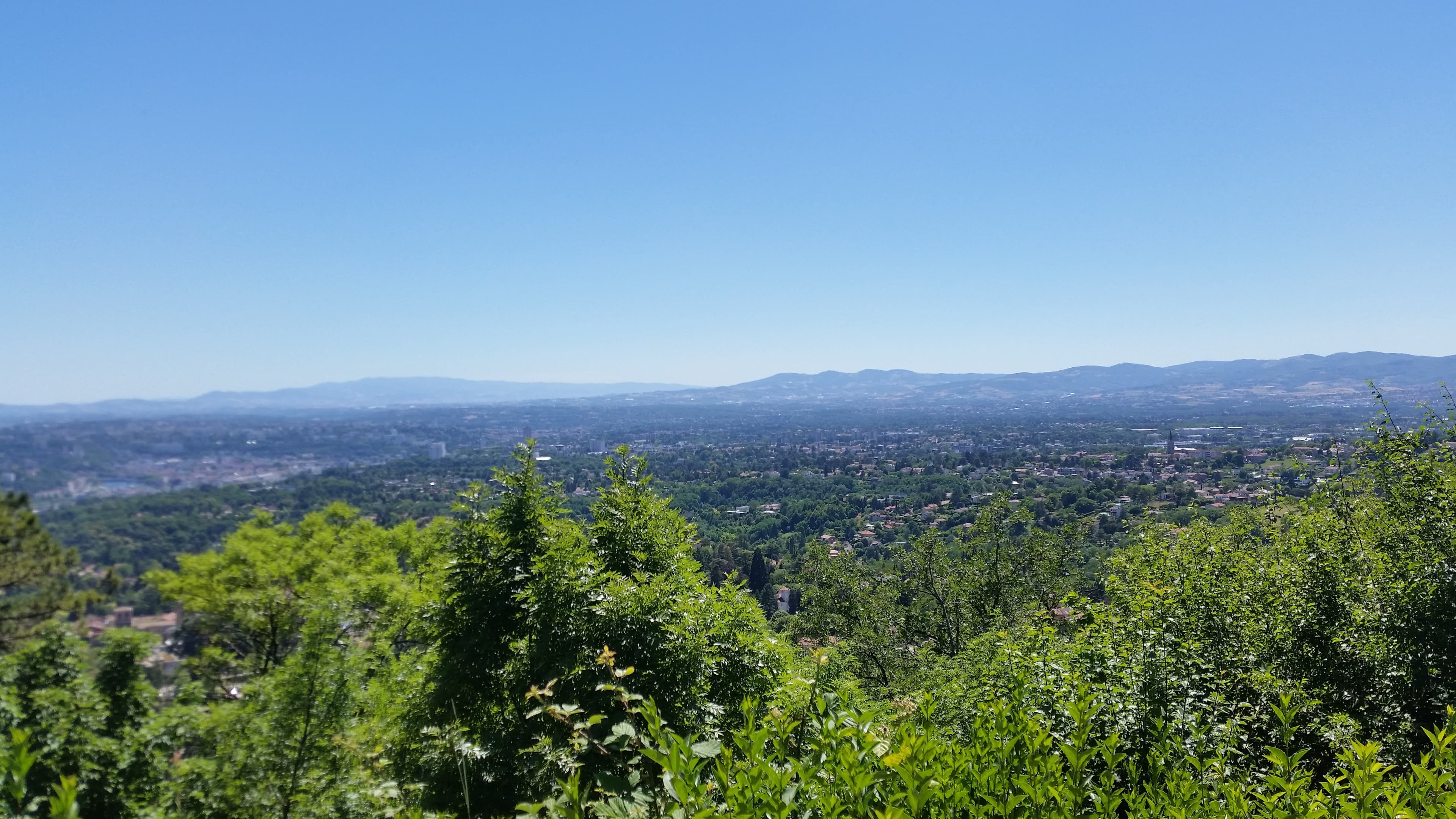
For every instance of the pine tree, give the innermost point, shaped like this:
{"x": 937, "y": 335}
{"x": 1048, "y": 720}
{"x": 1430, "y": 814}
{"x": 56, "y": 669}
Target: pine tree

━━━━━━━━

_Exercise aim_: Find each line in the material that contains the word "tree", and copy those lines.

_Task result_:
For every instance of the pine tree, give the innermost point, shaped like this:
Target: pine tree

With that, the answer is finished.